# The problem:
Extract every line of the listing below verbatim, omitting the picture.

# Provided records:
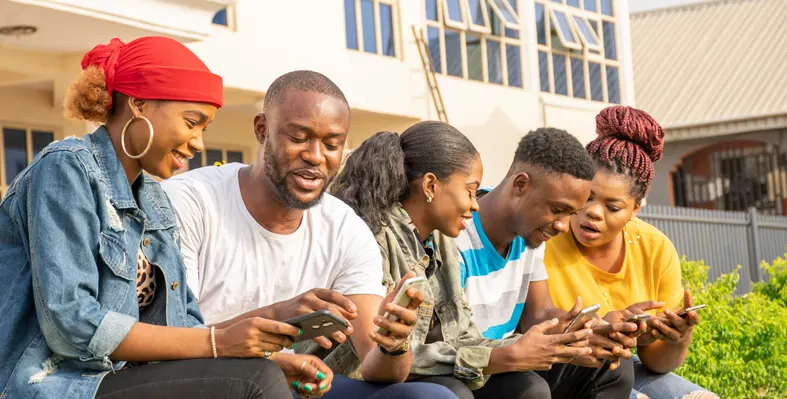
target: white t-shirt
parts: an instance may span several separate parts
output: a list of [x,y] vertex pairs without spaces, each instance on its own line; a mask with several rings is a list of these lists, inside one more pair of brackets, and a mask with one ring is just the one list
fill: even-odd
[[188,284],[207,324],[284,301],[312,288],[383,296],[382,259],[366,224],[325,194],[292,234],[251,216],[233,163],[162,183],[180,225]]
[[527,248],[517,237],[502,257],[489,241],[478,213],[456,239],[462,255],[462,287],[473,310],[473,321],[484,338],[502,339],[514,333],[525,309],[528,288],[534,281],[547,279],[544,249]]

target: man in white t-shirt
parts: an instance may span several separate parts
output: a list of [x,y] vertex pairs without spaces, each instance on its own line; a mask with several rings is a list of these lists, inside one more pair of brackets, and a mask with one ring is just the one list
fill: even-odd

# Output for this exercise:
target: white t-shirt
parts: an instance may span several separate parts
output: a list of [x,y] vertex pairs without spaces, each instance on its own line; a mask with several rings is a list of these lists, inside one more pair of brackets, and a mask with one ring is just the one list
fill: even-odd
[[188,284],[207,324],[284,301],[312,288],[383,296],[382,259],[366,224],[325,194],[292,234],[251,216],[233,163],[162,183],[180,225]]
[[527,248],[517,237],[502,257],[489,241],[478,213],[456,239],[462,255],[462,287],[473,310],[473,321],[484,338],[502,339],[514,333],[525,309],[528,288],[534,281],[547,279],[544,249]]

target: man in white t-shirt
parts: an instance may span several separate parts
output: a list of [x,y] vertex pairs without spaces, each instance on its own line; a mask with several rings is a list of these lists, inside one more pair of brackets, and a mask with one ring is just the one list
fill: even-odd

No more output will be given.